[Pointing records]
= = = = =

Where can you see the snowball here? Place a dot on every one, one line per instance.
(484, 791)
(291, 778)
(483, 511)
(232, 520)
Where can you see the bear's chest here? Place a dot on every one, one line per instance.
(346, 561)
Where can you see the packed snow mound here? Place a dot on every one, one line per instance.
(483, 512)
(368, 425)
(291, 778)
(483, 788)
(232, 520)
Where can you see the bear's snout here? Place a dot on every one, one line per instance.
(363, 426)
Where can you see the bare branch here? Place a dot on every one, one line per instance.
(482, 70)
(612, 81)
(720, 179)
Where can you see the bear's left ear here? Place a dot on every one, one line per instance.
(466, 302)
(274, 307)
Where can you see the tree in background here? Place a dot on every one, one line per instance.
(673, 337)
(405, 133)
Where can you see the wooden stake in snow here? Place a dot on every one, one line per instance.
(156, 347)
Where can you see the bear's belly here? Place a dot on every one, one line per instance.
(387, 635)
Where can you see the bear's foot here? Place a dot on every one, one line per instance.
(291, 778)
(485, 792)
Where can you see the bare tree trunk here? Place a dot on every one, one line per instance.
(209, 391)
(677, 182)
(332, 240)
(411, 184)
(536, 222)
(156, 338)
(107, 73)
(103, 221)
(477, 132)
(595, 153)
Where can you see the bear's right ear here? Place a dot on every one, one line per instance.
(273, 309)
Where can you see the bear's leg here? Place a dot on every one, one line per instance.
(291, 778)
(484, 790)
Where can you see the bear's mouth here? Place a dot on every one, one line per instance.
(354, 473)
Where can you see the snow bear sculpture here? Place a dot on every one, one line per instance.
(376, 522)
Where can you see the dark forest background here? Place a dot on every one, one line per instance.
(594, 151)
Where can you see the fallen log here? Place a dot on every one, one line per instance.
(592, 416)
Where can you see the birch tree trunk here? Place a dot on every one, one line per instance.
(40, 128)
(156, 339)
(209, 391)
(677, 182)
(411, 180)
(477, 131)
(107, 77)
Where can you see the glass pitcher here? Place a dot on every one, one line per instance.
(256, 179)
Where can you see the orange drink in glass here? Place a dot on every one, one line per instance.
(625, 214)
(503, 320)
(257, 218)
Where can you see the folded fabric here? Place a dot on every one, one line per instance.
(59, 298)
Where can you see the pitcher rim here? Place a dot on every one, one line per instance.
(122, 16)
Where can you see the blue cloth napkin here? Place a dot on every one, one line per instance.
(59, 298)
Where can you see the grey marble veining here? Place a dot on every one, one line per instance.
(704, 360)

= = = = =

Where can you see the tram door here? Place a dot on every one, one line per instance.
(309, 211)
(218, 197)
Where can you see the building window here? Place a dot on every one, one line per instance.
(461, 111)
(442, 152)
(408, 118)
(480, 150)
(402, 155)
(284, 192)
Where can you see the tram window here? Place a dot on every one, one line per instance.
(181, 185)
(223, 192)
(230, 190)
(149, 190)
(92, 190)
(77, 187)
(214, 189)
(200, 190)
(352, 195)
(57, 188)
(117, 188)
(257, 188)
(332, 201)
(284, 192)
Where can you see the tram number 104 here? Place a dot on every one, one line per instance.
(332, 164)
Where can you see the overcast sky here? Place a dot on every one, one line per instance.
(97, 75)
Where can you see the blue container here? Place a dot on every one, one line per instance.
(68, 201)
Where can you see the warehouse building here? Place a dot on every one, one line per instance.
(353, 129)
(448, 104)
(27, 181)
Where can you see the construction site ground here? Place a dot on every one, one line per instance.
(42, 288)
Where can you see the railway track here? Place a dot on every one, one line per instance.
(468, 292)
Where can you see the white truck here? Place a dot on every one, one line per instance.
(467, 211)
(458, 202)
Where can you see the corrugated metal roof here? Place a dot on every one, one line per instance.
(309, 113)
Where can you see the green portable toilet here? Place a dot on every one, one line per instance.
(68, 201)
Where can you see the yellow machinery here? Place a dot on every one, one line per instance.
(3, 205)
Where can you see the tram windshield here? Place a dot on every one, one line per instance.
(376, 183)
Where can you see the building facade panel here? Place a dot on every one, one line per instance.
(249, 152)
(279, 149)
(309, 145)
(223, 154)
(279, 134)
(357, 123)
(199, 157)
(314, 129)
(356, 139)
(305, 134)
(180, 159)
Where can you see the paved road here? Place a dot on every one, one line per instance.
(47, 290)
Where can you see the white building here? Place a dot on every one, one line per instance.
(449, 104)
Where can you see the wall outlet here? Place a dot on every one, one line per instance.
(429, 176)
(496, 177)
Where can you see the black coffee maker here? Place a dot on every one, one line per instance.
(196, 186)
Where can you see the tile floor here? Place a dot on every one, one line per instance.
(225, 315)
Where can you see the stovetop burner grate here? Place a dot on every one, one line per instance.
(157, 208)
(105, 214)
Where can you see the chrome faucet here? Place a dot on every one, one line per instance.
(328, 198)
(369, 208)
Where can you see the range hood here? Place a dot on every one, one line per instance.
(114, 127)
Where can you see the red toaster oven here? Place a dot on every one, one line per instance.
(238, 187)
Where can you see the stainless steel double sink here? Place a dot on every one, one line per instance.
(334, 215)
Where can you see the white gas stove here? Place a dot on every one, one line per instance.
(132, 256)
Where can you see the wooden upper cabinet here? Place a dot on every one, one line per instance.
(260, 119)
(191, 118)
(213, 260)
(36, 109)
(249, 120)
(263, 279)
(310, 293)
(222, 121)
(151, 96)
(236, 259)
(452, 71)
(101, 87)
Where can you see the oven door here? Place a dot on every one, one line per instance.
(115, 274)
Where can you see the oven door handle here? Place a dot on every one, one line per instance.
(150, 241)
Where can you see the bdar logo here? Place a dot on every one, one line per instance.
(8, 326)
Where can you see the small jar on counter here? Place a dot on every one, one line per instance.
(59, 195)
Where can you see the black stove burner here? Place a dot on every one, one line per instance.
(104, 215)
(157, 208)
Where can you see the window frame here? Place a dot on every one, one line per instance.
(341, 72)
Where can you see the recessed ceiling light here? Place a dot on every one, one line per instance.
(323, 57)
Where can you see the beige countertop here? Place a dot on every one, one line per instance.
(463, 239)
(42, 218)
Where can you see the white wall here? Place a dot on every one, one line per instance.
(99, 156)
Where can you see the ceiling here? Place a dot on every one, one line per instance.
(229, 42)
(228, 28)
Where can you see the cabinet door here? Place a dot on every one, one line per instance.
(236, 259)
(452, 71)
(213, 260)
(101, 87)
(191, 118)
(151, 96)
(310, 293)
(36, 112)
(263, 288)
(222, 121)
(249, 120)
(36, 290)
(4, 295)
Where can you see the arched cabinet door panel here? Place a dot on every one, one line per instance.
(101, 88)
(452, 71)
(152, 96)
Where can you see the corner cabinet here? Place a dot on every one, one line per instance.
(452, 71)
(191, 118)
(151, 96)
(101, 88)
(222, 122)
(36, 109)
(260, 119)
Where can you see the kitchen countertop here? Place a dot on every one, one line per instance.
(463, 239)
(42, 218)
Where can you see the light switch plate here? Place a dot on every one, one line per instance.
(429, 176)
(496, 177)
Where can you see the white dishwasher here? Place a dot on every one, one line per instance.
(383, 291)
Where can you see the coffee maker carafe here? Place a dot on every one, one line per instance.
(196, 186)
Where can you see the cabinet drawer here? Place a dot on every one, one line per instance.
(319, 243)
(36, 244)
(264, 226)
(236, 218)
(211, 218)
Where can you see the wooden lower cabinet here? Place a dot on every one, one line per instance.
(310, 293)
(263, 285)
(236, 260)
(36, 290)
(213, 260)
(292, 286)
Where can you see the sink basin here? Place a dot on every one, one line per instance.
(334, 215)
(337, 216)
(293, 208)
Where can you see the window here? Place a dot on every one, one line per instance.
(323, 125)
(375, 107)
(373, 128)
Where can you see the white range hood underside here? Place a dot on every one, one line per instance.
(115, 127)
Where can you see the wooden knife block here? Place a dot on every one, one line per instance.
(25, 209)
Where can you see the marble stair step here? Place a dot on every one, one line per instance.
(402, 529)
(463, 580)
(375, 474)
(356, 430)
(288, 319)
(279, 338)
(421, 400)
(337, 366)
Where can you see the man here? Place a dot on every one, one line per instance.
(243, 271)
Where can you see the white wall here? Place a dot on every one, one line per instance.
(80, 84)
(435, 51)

= = = = =

__Objective__.
Report every line of the records that contains the string "countertop", where case counts.

__Full output__.
Where can you see the beige countertop here? Place a dot on every one, one line per instance.
Where can you see the kitchen countertop here? Place a dot on every one, one line per instance.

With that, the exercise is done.